■ Problem set
a – In the excerpt on North Korea and the six-party talks, on what date did Kim Yong Nam say the talks "have ended forever"?
b – From the excerpt on North Korea and the six-party talks, return the passage word for word, starting with "Yet, the U.S." and going on through "the United States.".

■ Excerpt to read
----

At the ARF, Secretary Clinton officially confirmed the United States wants the DPRK to return to the six-party talks, although the U.S. would not reward the North just for returning to the table. The U.S. would offer a package deal, including normalization of relations and other incentives, if the North decides to take irreversible steps to denuclearization.
Yet, the U.S. proposal was rejected outright on the spot by North Korean representatives attending the conference. The North Koreans said they do not oppose dialogue but aparently, they are thinking of a different format for discussions under different conditions that would be unacceptable to the United States.
The North has consistently argued its nuclear program was the result of hostile U.S. policy and the U.S. nuclear threat. On July 15 Pyongyang's president of the presidium of the Supreme People's Assembly Kim Yong Nam said the six party talks ``have ended forever" because his country can have ``no dialogue where the principle of sovereign rights and equality are denied." Even before that, the North declared its dissociation from the six-party talk, freeing itself from any binding obligations from the talks. (North Korea's foreign ministry statement on April 17)

----

■ Records from a data collection
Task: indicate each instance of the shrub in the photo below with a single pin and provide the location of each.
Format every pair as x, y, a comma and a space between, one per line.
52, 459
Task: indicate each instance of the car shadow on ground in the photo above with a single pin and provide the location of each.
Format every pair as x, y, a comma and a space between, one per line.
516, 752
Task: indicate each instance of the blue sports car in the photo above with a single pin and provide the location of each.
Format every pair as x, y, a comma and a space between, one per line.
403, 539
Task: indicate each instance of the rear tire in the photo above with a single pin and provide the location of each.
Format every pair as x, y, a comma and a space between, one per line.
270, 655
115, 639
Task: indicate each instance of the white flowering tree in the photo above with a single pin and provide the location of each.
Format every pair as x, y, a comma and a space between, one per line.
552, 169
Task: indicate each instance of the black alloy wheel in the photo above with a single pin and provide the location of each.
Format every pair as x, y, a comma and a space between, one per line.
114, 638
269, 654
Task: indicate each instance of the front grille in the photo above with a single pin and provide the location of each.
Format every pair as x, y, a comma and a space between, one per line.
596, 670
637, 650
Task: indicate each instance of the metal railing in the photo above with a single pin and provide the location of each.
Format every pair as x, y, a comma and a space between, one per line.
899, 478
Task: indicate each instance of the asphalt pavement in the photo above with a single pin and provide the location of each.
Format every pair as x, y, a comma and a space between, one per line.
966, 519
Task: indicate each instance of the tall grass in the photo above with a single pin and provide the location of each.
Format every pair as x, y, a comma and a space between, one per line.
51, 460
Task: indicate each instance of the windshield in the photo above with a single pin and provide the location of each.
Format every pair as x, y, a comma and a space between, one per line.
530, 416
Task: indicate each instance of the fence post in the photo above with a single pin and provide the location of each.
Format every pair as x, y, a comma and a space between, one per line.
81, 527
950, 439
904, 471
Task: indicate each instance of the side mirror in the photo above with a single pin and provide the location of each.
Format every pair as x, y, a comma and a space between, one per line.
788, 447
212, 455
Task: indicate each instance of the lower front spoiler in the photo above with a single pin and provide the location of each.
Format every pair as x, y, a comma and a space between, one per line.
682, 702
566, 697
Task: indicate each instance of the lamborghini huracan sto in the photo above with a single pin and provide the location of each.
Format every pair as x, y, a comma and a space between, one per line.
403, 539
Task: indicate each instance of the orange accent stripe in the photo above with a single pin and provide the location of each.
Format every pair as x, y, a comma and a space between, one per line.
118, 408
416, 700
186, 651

----

■ Answers below
a – July 15

b –
Yet, the U.S. proposal was rejected outright on the spot by North Korean representatives attending the conference. The North Koreans said they do not oppose dialogue but aparently, they are thinking of a different format for discussions under different conditions that would be unacceptable to the United States.